What this task involves -> Copy out the entries exactly, from the first line to the last.

Dataset entries ->
• • •

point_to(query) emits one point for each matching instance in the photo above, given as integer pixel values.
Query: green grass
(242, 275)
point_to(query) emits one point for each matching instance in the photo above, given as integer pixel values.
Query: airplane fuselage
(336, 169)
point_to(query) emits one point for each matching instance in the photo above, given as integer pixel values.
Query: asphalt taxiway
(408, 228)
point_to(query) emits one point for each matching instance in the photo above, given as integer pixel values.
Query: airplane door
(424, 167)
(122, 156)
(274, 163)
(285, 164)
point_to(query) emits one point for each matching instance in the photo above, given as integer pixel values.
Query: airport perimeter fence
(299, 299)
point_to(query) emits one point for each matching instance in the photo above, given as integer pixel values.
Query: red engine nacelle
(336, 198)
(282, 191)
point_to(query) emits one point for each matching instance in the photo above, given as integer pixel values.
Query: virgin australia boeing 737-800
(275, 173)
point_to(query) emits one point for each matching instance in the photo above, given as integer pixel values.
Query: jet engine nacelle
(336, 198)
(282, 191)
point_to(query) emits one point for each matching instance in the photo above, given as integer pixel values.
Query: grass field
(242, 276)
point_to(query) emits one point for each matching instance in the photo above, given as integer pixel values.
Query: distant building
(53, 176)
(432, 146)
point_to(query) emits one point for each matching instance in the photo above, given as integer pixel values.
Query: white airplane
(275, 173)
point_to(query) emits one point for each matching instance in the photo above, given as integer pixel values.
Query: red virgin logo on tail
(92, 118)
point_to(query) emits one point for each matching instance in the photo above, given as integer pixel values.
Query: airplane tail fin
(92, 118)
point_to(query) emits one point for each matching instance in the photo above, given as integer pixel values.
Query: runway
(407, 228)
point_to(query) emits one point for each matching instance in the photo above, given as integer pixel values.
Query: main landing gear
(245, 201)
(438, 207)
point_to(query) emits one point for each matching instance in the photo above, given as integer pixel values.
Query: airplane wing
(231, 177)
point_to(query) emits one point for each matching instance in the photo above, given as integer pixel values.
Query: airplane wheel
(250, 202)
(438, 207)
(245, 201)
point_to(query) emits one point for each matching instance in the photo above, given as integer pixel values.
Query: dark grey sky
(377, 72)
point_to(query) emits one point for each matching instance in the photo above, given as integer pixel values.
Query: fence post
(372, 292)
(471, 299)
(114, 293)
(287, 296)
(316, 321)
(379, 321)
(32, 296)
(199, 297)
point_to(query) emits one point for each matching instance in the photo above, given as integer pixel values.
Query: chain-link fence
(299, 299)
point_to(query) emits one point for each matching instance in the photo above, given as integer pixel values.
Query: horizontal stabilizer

• • •

Answer to this problem ->
point_to(query) emits one point for each matching instance in the photo above, given as integer pixel values.
Query: green grass
(242, 275)
point_to(query) emits one point for each matching instance in the photo above, given as integer pixel values.
Query: airplane fuselage
(336, 169)
point_to(query) emits one point for each matching instance in the photo above, given as integer pixel values.
Query: asphalt taxiway
(408, 228)
point_to(query) emits one point for each matching instance in the photo above, given as integer pixel values.
Query: airplane door
(424, 167)
(122, 156)
(274, 163)
(285, 164)
point_to(query) emits one point for each matching instance in the photo above, given as integer pixel values.
Query: airport perimeter fence
(299, 299)
point_to(query) emits one point for each matching instance in the photo above, given as integer pixel values.
Query: red engine nacelle
(336, 198)
(282, 191)
point_to(query) emits one point for each matching instance in the photo above, given as integer pixel values.
Query: virgin australia boeing 737-800
(275, 173)
point_to(query) emits one point for each matching instance in the photo above, given as integer pixel values.
Query: jet engine nacelle
(336, 198)
(282, 191)
point_to(query) emits one point for each matching instance in the photo above, given as integer pixel values.
Query: grass field
(242, 276)
point_to(query) emits one point for each matching instance in the photo above, given as integer pixel values.
Query: distant building
(53, 176)
(432, 146)
point_to(query) emits one point for each matching instance in the photo above, given as integer pixel values.
Query: white airplane
(275, 173)
point_to(query) emits one point for each matching instance in the photo above, given as integer pixel values.
Query: red virgin logo on tail
(92, 118)
point_to(query) emits one point for each matching instance in the photo above, given as integer pixel values.
Query: airplane tail fin
(92, 118)
point_to(query) emits one point for each matching instance in the photo above, given as integer pixel values.
Query: runway
(407, 228)
point_to(query) emits one point for each matching instance in the photo above, given as integer pixel values.
Query: main landing gear
(245, 201)
(438, 207)
point_to(query) emits one point for each matching instance in the photo above, given as integer pixel values.
Query: airplane wing
(231, 177)
point_to(query) emits one point for each matching instance in the photo above, given as integer pixel values.
Query: airplane wheel
(250, 202)
(438, 207)
(245, 201)
point_to(query) emits one point for each matching instance in the photo above, given as integer pixel values.
Query: dark grey sky
(377, 72)
point_to(query) emits one point for each matching instance in the photo above, given as integer pixel values.
Query: fence post
(372, 292)
(471, 299)
(114, 293)
(287, 296)
(316, 321)
(379, 321)
(32, 296)
(199, 297)
point_to(query) emits one point for each matching instance in the photo above, given as integer pixel values.
Query: chain-link fence
(299, 299)
point_to(query) emits one point for each matching instance in the photo above, given as integer pixel values.
Query: horizontal stabilizer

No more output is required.